Start of Provided text

It is hardly worth the while to draw any further outline of the historical matter which the Poet had before him, since both the form and order of events are substantially the same in the play as in Holinshed. The chronicler of course had not the art, nor did it fall within his purpose, to give a lifelike portraiture of the persons; yet in respect of these Shakespeare is no less true to fact than in the events; informing the bald diagrams of the historian with vital spirit and efficacy, and thus enabling us not so much to hear or read about the men of a former age, as to see them passing before us. Hints to that purpose there are indeed in the narrative; but these for the most part are so slight, and so overlaid with other matter, that perhaps no eye but Shakespeare's could have detected them and drawn forth their secret meaning. And in many such cases he seems to have used a kind of poetical or psychological comparative anatomy; reconstructing the whole order and complexionof characteristic traits from a few fragments, such as would have escaped any perception less apprehensive and quick than his. So that, looking through his eyes, we can now see things in the chronicler that we could never have discerned with our own. It is almost as if from a fossil thumb-nail or tooth or lock of hair one should reproduce the entire mental, moral, and physical structure of the man to whom it belonged. Such appears to have been the Poet's fineness of faculty! Therewithal the laws of fact

seem to sit as easy upon him as those of imagination: within the hard, stiff lines of historical truth, his creative powers move with as much freedom, facility, and grace, as when owning no restraints but such as are self-imposed.

End of Provided text

### Set tasks
1/ In the passage on Shakespeare's use of Holinshed, what does the Poet seem to have used in many cases to reconstruct characteristic traits from a few fragments?
2/ Reproduce the passage on Shakespeare's use of Holinshed between "seem to sit" and "as are self-imposed.", inclusive.

Start of Given material

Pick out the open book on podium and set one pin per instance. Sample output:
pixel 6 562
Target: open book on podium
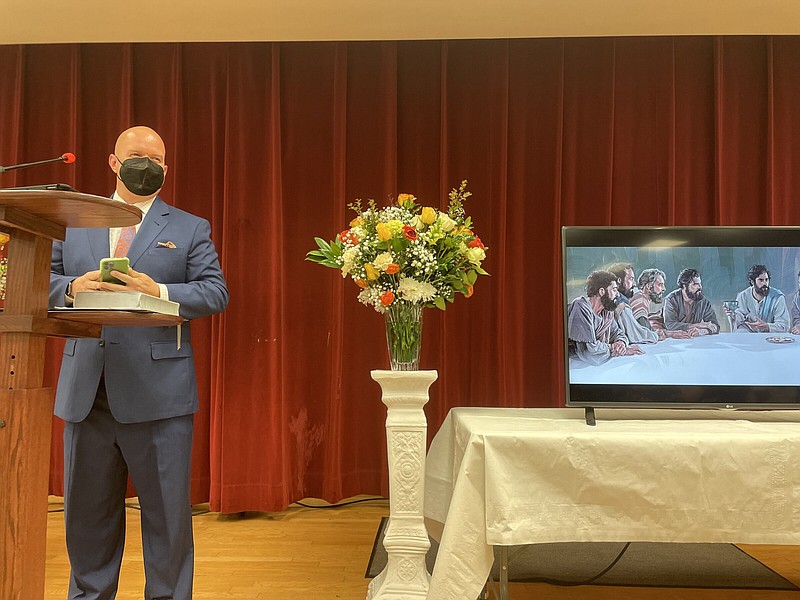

End of Given material

### Solutions to the problems
1/ A kind of poetical or psychological comparative anatomy.

2/
seem to sit as easy upon him as those of imagination: within the hard, stiff lines of historical truth, his creative powers move with as much freedom, facility, and grace, as when owning no restraints but such as are self-imposed.